(Beginning of EXTRACTED ENTRIES)
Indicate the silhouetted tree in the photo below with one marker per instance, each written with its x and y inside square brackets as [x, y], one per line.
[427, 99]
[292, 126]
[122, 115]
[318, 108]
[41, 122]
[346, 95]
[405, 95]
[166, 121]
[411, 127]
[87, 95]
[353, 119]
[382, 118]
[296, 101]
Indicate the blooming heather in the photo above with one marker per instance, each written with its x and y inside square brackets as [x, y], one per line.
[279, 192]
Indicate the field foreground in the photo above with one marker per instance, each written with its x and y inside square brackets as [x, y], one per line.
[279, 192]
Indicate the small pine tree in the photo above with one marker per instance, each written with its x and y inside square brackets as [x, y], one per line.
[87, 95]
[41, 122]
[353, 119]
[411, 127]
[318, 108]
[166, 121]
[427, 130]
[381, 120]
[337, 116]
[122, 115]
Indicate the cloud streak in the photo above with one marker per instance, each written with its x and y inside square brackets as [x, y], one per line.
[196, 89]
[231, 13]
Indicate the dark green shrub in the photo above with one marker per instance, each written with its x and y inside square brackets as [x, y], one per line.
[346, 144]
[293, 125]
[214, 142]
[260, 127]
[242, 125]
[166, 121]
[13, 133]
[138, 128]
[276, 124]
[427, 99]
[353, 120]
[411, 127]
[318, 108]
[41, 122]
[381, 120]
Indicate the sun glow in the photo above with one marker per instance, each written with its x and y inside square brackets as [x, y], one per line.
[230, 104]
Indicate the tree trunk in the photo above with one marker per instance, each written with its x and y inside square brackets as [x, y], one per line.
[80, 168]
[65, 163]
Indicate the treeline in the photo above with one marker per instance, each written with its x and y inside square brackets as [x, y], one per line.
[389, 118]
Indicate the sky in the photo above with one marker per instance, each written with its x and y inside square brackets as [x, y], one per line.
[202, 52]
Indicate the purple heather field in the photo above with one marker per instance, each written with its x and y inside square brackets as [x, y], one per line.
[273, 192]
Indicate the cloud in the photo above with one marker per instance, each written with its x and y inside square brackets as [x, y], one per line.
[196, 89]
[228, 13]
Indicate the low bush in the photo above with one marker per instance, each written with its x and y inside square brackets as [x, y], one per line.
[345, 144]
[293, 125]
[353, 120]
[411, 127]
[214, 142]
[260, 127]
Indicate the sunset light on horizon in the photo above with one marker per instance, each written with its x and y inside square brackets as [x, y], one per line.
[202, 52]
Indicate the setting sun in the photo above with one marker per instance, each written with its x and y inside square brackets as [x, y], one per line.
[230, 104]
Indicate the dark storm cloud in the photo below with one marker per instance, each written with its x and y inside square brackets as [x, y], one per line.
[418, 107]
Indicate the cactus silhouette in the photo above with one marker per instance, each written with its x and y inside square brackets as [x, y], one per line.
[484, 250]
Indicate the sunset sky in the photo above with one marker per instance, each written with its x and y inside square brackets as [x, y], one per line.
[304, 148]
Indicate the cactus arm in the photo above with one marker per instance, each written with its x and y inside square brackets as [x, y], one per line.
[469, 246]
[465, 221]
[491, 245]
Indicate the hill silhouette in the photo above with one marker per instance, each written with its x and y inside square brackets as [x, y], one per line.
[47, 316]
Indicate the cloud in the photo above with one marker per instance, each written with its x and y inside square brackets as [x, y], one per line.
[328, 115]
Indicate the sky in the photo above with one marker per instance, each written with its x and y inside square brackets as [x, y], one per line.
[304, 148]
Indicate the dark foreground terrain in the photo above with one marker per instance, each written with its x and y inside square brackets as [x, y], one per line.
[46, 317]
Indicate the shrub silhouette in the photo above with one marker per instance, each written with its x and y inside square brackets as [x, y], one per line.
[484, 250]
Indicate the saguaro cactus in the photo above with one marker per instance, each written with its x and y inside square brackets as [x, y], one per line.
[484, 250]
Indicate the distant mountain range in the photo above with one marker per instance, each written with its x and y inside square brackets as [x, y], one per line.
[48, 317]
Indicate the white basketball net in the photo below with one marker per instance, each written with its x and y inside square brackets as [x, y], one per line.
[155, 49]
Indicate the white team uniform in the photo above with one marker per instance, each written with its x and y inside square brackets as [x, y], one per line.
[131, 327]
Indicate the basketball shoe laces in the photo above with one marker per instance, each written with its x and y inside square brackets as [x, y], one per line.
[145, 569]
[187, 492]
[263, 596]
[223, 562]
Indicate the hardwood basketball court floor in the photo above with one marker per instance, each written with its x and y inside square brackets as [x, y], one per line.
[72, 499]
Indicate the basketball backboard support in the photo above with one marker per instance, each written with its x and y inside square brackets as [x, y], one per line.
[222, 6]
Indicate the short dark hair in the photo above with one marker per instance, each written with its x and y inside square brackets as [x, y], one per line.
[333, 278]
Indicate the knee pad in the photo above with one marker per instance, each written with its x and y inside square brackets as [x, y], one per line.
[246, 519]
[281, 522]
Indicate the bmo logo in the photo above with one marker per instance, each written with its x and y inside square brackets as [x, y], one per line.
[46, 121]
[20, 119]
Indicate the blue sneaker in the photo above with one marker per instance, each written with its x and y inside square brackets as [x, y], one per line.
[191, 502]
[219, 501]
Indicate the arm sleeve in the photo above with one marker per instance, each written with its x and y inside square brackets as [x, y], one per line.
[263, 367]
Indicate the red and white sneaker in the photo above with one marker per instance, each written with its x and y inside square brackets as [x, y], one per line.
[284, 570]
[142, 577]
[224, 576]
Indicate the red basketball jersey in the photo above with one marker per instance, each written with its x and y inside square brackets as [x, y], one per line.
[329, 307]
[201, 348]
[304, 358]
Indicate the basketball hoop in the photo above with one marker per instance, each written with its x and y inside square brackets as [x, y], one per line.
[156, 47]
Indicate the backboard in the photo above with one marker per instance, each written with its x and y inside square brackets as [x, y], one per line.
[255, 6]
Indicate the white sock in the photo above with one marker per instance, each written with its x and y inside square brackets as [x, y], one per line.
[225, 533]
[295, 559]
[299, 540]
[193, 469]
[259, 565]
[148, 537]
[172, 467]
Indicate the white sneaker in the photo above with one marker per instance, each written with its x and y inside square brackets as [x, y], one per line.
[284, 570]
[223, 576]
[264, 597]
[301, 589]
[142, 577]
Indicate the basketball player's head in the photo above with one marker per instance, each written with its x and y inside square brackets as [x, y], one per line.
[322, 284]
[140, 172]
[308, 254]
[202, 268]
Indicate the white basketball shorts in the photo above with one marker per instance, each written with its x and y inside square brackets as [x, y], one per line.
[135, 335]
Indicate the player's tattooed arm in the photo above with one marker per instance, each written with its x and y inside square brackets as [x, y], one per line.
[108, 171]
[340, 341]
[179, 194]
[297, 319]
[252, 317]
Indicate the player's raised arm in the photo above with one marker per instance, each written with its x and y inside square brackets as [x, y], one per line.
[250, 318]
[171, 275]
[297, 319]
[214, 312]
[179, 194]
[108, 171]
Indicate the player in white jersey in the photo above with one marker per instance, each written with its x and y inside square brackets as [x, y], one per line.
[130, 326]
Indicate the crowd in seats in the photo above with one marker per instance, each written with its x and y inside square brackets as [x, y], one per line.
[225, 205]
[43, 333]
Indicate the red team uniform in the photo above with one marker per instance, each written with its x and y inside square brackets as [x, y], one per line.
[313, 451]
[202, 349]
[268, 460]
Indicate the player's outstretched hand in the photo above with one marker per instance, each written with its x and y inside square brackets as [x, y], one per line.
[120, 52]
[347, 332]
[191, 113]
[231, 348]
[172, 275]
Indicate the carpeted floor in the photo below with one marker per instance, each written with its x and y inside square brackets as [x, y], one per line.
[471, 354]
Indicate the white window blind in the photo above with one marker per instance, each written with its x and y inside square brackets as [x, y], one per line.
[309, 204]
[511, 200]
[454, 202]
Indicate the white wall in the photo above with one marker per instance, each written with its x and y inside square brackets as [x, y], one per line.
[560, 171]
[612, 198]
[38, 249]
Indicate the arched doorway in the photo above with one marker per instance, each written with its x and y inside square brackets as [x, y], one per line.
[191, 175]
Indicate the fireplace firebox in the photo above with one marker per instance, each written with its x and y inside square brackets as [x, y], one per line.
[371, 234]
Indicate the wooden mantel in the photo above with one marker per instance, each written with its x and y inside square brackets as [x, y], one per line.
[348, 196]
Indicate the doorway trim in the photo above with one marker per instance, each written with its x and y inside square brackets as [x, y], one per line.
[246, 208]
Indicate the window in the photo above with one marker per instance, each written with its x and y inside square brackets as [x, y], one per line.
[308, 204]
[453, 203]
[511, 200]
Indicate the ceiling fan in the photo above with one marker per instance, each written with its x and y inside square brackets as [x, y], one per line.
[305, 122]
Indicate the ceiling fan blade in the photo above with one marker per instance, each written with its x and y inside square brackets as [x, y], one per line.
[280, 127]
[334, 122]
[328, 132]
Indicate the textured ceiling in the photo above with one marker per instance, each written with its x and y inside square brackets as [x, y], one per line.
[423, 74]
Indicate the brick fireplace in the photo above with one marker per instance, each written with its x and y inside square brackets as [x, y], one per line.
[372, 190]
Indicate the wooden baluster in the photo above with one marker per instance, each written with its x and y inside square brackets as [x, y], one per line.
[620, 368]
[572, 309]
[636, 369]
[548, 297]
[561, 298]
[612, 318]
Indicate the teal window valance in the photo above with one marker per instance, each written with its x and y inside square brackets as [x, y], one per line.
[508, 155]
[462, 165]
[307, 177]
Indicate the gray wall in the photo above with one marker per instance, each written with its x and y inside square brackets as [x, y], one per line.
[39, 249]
(End of EXTRACTED ENTRIES)
Beginning at the line that holds "Indicate the gray", write out word for word each line through the end of the records.

Indicate the gray wall in the photo above with one marker per instance, each written with its x and y inside square brackets as [x, y], one per line.
[39, 249]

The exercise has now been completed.